_PROBLEM A:_ List each line of the listing that contains the word "white", treating uppercase and lowercase as different.

Posted on 04/06/2003 12:39:35 PM PDT by upchuck

[April 3, 2003 evote.com] Everything anyone ever liked or disliked about George W. Bush was on display last week when the president, standing along side British Prime Minister Tony Blair, took questions in a rare press conference at Camp David.

When asked about the length of the war in Iraq, Bush gave a terse response. “However long it takes to win,” he said.

“It could take months?” the reporter pressed.

“However long it takes,” Bush said brusquely. “However long it takes. That’s the answer to your question and that’s what you’ve got to know. It isn’t a matter of timetable, it’s a matter of victory.”

His British counterpart Blair then proceeded to render what was literally a 500-word response to a similar question, ticking off, in extended sequence, the role of the United Nations, the oil-for-food program, the pressure from the media, the security of Iraqi oil installations, the safety of Iraqi civilian population – everything save a weather report for Greater Baghdad and Vicinity.

To which the president said: “I have nothing more to add to that.”

_PROBLEM B:_ Echo word for word the part of the press conference report that begins at the words "His British counterpart" and stops after "Baghdad and Vicinity.".

_EXERCISE MATERIAL:_
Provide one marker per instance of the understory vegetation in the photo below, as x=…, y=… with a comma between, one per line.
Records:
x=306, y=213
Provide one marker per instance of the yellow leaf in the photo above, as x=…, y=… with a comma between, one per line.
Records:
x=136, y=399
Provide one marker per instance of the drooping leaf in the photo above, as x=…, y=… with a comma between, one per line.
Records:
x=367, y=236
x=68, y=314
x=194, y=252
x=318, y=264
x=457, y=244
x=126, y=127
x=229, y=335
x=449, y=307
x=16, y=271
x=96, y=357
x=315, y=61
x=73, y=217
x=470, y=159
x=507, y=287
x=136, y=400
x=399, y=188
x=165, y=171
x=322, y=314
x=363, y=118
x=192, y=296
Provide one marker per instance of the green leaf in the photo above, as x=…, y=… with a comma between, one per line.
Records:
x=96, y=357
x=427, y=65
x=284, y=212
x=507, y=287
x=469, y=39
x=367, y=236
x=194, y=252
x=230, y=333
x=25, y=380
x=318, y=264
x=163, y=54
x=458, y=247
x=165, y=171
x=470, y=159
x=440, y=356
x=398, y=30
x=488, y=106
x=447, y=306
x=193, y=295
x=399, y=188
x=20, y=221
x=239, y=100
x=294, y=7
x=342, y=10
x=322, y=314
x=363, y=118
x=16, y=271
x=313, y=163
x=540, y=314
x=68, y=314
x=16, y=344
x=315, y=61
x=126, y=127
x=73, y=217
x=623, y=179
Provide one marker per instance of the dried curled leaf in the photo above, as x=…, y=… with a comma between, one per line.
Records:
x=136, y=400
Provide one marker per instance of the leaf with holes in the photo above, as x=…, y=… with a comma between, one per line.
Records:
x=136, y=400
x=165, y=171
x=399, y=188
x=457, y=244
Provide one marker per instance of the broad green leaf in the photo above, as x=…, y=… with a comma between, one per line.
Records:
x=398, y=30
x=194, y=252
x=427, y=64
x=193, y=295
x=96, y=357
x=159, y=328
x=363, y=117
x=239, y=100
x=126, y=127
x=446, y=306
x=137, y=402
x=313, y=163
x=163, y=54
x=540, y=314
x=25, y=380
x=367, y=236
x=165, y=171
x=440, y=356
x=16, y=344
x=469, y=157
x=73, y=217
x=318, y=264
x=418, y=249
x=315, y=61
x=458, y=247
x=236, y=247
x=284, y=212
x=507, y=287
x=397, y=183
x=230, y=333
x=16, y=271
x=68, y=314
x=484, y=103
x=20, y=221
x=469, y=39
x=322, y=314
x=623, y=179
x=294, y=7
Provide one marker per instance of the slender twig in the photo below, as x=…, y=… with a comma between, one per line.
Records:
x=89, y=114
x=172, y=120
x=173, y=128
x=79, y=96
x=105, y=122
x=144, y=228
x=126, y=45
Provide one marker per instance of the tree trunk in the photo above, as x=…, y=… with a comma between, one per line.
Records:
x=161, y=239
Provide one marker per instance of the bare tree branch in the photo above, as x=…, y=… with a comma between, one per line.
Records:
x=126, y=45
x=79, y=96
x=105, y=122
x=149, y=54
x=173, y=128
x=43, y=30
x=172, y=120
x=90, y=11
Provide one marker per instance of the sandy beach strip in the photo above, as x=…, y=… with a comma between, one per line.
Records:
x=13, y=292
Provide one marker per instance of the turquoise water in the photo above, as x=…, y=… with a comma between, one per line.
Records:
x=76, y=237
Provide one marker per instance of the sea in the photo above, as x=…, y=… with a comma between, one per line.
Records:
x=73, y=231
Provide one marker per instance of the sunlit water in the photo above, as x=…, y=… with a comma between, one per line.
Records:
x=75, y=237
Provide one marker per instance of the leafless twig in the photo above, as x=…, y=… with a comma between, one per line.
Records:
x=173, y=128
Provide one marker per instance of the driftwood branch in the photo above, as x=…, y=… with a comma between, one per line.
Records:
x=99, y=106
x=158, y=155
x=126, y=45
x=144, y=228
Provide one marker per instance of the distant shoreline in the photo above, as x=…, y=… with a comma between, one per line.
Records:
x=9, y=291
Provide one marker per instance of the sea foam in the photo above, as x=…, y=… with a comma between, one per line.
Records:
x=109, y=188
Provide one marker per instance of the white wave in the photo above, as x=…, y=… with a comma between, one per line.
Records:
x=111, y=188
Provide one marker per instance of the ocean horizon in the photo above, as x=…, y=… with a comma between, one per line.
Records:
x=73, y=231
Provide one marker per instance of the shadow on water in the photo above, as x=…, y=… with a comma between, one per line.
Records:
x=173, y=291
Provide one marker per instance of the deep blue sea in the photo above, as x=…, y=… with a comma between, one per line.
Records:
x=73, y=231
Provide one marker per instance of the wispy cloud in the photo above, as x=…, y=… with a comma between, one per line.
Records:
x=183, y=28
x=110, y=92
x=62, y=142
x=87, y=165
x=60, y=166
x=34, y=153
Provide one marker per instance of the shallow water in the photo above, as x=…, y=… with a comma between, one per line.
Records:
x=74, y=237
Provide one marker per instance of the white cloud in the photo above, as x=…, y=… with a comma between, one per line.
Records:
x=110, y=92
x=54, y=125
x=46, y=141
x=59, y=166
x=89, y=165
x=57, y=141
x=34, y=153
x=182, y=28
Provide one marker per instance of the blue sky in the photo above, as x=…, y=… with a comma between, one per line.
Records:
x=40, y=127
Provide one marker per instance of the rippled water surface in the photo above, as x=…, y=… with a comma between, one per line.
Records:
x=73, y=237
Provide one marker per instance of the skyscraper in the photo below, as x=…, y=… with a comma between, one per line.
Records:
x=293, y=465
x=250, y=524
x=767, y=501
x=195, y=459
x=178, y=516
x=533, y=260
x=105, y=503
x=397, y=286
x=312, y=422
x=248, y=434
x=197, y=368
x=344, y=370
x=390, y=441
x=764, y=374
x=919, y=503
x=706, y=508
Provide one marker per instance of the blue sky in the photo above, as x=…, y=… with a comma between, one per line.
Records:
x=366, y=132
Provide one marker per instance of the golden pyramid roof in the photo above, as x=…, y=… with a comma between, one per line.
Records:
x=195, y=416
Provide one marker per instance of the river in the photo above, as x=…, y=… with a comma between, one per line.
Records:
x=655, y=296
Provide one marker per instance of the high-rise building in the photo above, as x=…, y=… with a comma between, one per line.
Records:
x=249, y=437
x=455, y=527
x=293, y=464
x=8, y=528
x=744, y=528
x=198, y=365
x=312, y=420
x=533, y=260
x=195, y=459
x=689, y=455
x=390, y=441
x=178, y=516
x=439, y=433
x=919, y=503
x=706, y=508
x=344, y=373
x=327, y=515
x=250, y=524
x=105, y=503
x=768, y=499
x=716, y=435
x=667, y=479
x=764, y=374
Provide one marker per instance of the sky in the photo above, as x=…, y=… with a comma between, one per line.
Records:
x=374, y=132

_WORKED SOLUTION A:_
Provide one marker per instance of the white wave in the photo above, as x=…, y=… with a comma between, one per line.
Provide one marker per instance of the white cloud in the photo above, as x=…, y=… with a comma between, one per line.

_WORKED SOLUTION B:_
His British counterpart Blair then proceeded to render what was literally a 500-word response to a similar question, ticking off, in extended sequence, the role of the United Nations, the oil-for-food program, the pressure from the media, the security of Iraqi oil installations, the safety of Iraqi civilian population – everything save a weather report for Greater Baghdad and Vicinity.